■ **Problem to work on**:
Give every entry again, unchanged, and leave its images out.

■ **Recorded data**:
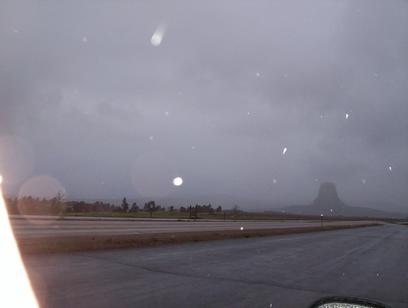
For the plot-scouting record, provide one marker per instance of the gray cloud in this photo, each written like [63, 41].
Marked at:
[232, 83]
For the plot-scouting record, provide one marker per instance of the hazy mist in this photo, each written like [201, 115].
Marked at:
[88, 100]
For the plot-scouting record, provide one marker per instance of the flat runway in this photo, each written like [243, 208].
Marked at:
[279, 271]
[48, 227]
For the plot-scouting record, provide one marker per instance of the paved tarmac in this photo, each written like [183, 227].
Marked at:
[278, 271]
[46, 227]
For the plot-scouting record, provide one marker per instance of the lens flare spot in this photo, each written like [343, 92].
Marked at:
[177, 181]
[14, 282]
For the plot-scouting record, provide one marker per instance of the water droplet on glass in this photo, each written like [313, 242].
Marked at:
[157, 36]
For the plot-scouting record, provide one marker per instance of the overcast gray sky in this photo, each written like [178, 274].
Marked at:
[88, 101]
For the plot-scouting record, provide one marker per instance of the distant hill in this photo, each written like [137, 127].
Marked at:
[328, 203]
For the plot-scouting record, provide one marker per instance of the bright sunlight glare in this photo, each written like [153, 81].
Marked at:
[15, 286]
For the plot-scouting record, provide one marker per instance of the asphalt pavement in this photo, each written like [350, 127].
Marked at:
[279, 271]
[46, 227]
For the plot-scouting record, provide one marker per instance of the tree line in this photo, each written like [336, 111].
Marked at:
[57, 205]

■ **Solution to this task**:
For the plot-scouting record, provide one marker per instance of the gray cloud in this photo, each written like [63, 41].
Marked at:
[232, 83]
For the plot-scouting record, provide one marker per instance of the hazy mist in this photo, each written like [201, 115].
Marked at:
[88, 100]
For the plot-scouting record, provide one marker per instance of the flat runway in this photo, each written like [243, 208].
Marked at:
[279, 271]
[48, 227]
For the plot-scouting record, provide one marker per instance of the paved tarmac in this photo, each written like [183, 227].
Marked at:
[278, 271]
[46, 227]
For the plot-scouting record, provide one marker per instance of the lens flare spot in this photo, each written like [343, 92].
Marked at:
[177, 181]
[14, 282]
For the plot-scouting record, provide one marker per instance of the water droplet on glass in this photo, each written like [313, 242].
Marked at:
[157, 36]
For the plot-scouting record, provide one marker per instance of the overcast gray sky in this photo, each written like [178, 274].
Marked at:
[88, 101]
For the plot-scouting record, provide one marker per instance of the distant hill in this photo, each written like [137, 127].
Marked at:
[328, 203]
For the plot-scouting record, provide one marker per instance of the bright sunlight glare in this photo, each written like [153, 81].
Marked at:
[15, 286]
For the plot-scouting record, provide one marker per instance of the asphalt pavement in this photo, each written like [350, 127].
Marked at:
[279, 271]
[46, 227]
For the plot-scouting record, provide one marker per instance of the tree line in this photo, each written like [336, 111].
Marked at:
[57, 205]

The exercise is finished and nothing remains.